### REQUIRED TASK:
Every record should be repeated exactly, except that pictures are left out.

### MATERIAL FOR THIS EXERCISE:
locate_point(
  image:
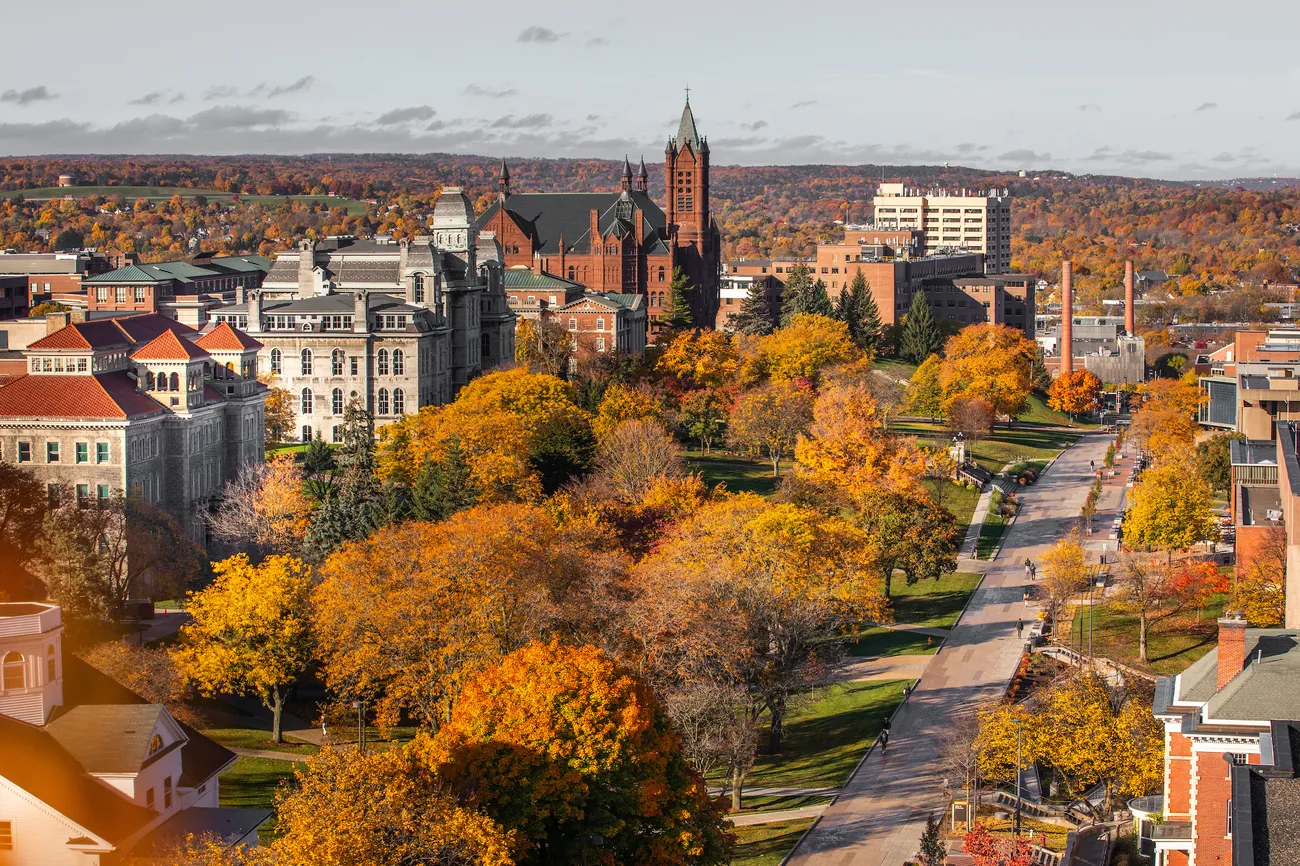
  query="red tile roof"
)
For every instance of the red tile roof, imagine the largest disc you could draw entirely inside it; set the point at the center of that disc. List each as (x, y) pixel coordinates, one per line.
(168, 346)
(99, 395)
(225, 338)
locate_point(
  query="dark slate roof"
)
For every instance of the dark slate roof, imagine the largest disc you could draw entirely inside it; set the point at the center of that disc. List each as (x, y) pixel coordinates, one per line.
(546, 216)
(228, 825)
(108, 737)
(37, 762)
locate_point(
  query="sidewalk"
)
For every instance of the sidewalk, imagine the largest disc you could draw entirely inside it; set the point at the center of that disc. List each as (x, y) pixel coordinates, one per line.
(879, 817)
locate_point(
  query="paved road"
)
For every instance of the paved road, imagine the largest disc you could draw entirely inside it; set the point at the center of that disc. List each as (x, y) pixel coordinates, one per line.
(879, 817)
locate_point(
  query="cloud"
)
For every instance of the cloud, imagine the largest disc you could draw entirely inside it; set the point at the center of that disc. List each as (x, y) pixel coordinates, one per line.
(234, 117)
(528, 121)
(538, 34)
(38, 94)
(1023, 155)
(306, 82)
(404, 115)
(479, 90)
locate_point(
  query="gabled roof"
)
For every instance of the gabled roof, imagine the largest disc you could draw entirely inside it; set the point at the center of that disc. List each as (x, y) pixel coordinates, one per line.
(226, 338)
(168, 346)
(108, 737)
(35, 761)
(100, 395)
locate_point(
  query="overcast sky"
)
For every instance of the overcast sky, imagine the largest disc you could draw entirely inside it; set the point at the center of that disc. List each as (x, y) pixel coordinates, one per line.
(1187, 89)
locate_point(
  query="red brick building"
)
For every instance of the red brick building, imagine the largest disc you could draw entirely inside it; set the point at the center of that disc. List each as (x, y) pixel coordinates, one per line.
(622, 241)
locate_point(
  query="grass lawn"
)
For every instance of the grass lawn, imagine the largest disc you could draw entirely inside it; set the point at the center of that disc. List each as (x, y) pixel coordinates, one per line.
(740, 473)
(827, 735)
(251, 739)
(161, 193)
(251, 783)
(1171, 645)
(767, 844)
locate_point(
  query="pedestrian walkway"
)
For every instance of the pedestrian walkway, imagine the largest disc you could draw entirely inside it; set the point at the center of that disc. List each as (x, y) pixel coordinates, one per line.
(878, 819)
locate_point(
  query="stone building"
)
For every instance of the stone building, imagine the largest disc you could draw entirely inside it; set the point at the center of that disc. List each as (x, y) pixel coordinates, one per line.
(622, 241)
(391, 325)
(141, 406)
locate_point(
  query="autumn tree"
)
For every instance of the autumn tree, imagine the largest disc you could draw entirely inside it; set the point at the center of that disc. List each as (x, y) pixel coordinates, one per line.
(804, 349)
(991, 363)
(770, 419)
(1157, 590)
(264, 507)
(559, 744)
(1170, 507)
(408, 615)
(251, 631)
(1261, 580)
(921, 336)
(1074, 393)
(700, 359)
(544, 346)
(924, 393)
(380, 809)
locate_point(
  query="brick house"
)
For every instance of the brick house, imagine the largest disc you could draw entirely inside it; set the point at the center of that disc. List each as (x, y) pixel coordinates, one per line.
(1220, 719)
(622, 242)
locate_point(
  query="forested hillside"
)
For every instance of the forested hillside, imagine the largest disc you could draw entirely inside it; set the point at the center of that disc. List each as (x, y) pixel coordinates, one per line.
(1208, 237)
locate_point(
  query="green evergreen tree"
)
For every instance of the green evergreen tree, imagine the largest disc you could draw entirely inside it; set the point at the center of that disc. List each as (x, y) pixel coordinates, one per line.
(921, 334)
(443, 486)
(755, 312)
(796, 298)
(932, 851)
(679, 315)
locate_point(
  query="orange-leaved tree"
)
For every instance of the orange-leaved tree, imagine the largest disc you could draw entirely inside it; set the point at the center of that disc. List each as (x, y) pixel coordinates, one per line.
(1074, 393)
(411, 614)
(559, 744)
(251, 631)
(380, 809)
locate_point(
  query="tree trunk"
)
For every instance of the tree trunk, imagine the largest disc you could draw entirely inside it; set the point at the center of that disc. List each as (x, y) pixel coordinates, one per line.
(277, 705)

### OUTPUT OF THE EXERCISE:
locate_point(
  image:
  query="red tile roof"
)
For every instance of the red tile roof, imagine the largest disc you could draw entirely inside it; set the point at the center of that disc. List each as (x, y) pixel coordinates, one per line.
(168, 346)
(99, 395)
(225, 338)
locate_point(
  query="dark slate roof"
)
For every instance of the dark slate roof, imagine the largest disc you could draw entirely inside it; set the point at the center of that disc. List each as (x, y) pixel coordinates, one per line.
(546, 216)
(228, 825)
(108, 737)
(37, 762)
locate_point(
  query="sidewalk"
)
For every instance of the sidewalk, imagine the largest disc you could draw entirely inside it; set the point at the center of that disc. List each as (x, y) pixel coordinates, one per line.
(879, 817)
locate_point(
  query="paved road"
)
For every instance of the paved road, imagine the largest disc you could draw entirely inside it; set the point at the center of that disc. List each as (x, y) pixel coordinates, one per line.
(879, 817)
locate_point(
  query="cloud"
)
For every instance of the cloud, imagine the largest disc you could draw entirely inside it; set the point at the center of that disc. List each as (x, y) pixel coordinates, one per line.
(234, 117)
(528, 121)
(538, 34)
(38, 94)
(1023, 155)
(306, 82)
(404, 115)
(479, 90)
locate_point(
  query="gabled roof"
)
For every instance of the gabled roof, imagine the largest disc you could draw entirely inside it; set the point at the center of that disc. List each as (x, y) pixel coordinates, one per line.
(226, 338)
(168, 346)
(108, 737)
(35, 761)
(100, 395)
locate_point(
  query="overcast sky"
)
For every instance of the overcast sky, imagine the largest disc you could draw entirely inside it; set the point at the center of that disc. List each as (x, y) pixel coordinates, one per line.
(1187, 89)
locate_point(
  query="red brick building"
)
For every instance of the red brick building, imagine the largest disc you could draw entirely inside it; set the point at the center of that disc. List each as (x, y) pixel coordinates, one per line.
(622, 241)
locate_point(
  query="grass lawn"
)
For every instance of the grass lawn, imagine the largest disc you could draw entirely inside it; set the point at the center of that disc. List each as (x, y) pixel coordinates, one per line.
(740, 473)
(827, 735)
(251, 739)
(161, 193)
(251, 783)
(1171, 645)
(767, 844)
locate_point(
  query="pedestrian walkway"
)
For every instance of the pedestrian walkway, imagine the largest disc you could draw entirely inside it; set the point at the center of that disc. List each as (x, y) pixel coordinates, one per line.
(878, 819)
locate_point(
  query="stone building"
)
For every instance of the stone building, imagine the largest disc you could draw entirely inside it; set the point at the center of that disc. List each as (x, y) pixel coordinates, one per line.
(622, 241)
(391, 325)
(141, 406)
locate_point(
  query="autumn tree"
)
For every instance of the autumn tree, imagine the largest disc you could draw entirely inside it; set the point at the center of that disc. List each as (x, y) pixel coordinates, one per line.
(804, 349)
(991, 363)
(770, 419)
(1157, 590)
(264, 507)
(559, 744)
(1170, 507)
(408, 615)
(251, 631)
(1261, 580)
(921, 336)
(1074, 393)
(700, 359)
(544, 346)
(924, 393)
(380, 809)
locate_point(
  query="brick house"
)
For every instance of the brick house, imagine the largest disc you could draw entirely inside it; set the point at the center of that disc. List each as (x, y) pixel coordinates, one per line.
(1220, 719)
(622, 242)
locate_point(
  query="forested hillside"
)
For every instance of the forested hillside, imagine the largest disc you could draw entirely inside it; set the point at the center of that disc. List each as (x, y) pixel coordinates, one per line.
(1208, 237)
locate_point(
  query="green evergreen tree"
)
For every instance of the green evergreen tree, imagine the largest disc you could draw entirely inside it; set the point at the center of that disc. List each as (x, y) pixel coordinates, one per line.
(921, 334)
(443, 486)
(755, 312)
(796, 298)
(932, 851)
(679, 315)
locate_point(
  query="orange-leaved tree"
)
For every instance of the orange-leaved tree, imagine the largest disc you could draw entirely inside it; set the point at the center of that disc. List each as (x, y) pixel coordinates, one per line.
(1074, 393)
(411, 614)
(559, 744)
(251, 631)
(380, 809)
locate_point(
  query="tree trunk"
)
For every instance of the tree trunk, imagine the largest disc you could draw entirely inside it; set the point at the center of that disc. List each as (x, y) pixel coordinates, one per line.
(277, 705)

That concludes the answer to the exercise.